Problem details:
Show the lines below that contain the string "jeep".

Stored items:
#####

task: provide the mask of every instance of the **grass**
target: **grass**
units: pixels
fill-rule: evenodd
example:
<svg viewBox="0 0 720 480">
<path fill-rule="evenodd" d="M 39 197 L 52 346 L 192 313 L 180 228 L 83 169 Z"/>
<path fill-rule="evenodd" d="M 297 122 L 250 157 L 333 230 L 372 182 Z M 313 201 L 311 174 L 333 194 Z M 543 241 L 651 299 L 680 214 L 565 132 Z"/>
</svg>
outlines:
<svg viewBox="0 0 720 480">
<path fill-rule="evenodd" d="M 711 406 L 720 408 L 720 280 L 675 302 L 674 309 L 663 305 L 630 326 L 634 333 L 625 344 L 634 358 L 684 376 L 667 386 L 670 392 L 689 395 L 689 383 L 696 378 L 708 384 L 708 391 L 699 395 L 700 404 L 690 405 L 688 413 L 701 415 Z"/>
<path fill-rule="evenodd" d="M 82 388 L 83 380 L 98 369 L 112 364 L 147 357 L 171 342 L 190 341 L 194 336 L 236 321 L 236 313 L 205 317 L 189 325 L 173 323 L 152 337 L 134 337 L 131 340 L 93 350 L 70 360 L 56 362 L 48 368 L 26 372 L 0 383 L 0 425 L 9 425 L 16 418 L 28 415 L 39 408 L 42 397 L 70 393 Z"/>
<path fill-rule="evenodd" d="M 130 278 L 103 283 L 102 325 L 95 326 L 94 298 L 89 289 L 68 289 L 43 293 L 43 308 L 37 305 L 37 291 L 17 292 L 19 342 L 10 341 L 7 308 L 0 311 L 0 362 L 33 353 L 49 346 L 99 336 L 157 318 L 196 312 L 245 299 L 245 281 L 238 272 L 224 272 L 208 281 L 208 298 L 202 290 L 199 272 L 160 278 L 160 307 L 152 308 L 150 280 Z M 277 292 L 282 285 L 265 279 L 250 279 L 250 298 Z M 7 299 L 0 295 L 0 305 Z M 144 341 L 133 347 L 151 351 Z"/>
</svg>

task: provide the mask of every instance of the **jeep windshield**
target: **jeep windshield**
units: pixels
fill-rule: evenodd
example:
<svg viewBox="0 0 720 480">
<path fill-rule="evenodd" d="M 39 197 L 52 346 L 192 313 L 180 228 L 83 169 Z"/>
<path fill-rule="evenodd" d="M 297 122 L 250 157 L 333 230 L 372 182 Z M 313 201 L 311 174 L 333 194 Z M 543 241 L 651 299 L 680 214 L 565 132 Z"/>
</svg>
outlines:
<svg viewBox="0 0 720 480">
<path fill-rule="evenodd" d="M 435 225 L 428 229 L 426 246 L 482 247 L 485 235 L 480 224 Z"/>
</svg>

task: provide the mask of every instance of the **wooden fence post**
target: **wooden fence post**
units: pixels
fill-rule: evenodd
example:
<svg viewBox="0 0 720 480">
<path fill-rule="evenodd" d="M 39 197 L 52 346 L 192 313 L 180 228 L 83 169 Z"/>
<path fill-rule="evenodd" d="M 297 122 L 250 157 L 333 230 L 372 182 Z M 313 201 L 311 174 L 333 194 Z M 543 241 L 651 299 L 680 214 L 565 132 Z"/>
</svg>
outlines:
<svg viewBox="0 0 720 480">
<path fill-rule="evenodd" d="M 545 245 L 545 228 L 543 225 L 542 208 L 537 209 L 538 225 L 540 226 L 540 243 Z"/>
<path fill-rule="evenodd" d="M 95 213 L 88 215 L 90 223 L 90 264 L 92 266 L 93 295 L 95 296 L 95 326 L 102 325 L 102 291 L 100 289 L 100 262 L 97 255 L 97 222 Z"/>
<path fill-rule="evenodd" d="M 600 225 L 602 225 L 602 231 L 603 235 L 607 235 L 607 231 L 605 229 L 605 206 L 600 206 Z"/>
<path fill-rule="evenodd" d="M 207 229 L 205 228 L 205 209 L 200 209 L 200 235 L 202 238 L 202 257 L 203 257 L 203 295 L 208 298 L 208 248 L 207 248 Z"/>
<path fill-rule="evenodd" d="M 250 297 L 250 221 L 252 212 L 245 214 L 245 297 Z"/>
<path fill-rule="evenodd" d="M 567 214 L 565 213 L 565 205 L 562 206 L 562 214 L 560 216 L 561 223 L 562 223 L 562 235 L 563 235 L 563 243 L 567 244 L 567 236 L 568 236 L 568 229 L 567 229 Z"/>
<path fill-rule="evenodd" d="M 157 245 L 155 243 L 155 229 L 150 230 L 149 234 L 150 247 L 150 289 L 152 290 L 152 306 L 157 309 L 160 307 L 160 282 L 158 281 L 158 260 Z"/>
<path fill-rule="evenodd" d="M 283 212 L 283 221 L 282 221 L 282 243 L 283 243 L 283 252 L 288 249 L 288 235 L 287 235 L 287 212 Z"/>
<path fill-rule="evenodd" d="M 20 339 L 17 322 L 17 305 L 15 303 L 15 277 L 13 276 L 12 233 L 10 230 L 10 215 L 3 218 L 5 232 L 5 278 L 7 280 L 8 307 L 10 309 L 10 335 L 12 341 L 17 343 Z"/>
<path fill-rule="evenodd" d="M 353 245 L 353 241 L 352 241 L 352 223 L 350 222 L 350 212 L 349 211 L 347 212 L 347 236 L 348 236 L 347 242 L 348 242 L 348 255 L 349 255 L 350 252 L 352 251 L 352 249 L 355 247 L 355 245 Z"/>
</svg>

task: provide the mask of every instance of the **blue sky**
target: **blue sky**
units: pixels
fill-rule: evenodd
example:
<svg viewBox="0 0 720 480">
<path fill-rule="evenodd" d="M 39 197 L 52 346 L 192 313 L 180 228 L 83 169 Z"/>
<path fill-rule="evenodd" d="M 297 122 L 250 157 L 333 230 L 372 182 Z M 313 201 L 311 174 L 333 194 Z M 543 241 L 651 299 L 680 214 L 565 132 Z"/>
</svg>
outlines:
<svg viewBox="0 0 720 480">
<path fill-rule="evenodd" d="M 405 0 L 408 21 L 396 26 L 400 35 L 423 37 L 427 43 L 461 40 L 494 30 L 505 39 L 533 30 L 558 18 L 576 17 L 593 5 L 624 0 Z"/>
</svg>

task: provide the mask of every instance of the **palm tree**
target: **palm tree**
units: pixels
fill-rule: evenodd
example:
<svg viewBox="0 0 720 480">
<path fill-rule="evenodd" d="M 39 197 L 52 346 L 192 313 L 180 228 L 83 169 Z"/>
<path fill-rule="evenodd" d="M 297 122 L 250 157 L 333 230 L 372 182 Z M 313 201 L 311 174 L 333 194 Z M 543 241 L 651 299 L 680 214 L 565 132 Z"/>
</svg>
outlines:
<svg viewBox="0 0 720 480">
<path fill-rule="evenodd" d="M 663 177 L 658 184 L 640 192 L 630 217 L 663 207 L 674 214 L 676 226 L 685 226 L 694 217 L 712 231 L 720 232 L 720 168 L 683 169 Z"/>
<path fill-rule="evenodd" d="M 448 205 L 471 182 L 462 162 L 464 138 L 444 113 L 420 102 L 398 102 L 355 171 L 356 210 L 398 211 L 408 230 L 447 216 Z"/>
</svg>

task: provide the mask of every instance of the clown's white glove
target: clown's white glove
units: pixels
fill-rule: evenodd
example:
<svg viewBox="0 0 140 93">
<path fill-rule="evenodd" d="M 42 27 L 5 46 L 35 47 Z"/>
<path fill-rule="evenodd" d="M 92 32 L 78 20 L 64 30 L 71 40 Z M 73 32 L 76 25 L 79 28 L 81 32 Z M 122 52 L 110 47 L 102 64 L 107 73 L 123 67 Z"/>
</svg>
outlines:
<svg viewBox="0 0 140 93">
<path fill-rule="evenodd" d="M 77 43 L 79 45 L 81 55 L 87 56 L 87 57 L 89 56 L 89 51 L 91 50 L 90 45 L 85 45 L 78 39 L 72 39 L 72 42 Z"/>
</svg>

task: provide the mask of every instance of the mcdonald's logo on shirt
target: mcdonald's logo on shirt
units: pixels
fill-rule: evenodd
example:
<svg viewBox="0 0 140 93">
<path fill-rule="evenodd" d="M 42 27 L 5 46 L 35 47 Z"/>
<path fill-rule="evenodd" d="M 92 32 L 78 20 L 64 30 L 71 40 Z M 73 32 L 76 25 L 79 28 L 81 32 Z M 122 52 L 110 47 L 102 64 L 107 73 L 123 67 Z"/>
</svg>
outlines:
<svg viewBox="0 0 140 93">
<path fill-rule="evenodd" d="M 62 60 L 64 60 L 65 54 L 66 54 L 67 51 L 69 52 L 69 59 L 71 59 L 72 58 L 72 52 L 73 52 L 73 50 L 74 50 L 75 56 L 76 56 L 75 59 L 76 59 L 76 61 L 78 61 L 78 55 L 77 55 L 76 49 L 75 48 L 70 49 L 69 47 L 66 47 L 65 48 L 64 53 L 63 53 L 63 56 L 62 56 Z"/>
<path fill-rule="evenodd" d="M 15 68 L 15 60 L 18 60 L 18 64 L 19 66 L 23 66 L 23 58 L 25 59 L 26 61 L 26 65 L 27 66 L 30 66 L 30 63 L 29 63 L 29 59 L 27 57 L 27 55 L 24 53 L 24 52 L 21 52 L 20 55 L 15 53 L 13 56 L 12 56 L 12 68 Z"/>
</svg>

#####

Worked solution:
task: provide the mask of every instance of the **jeep windshield**
target: **jeep windshield**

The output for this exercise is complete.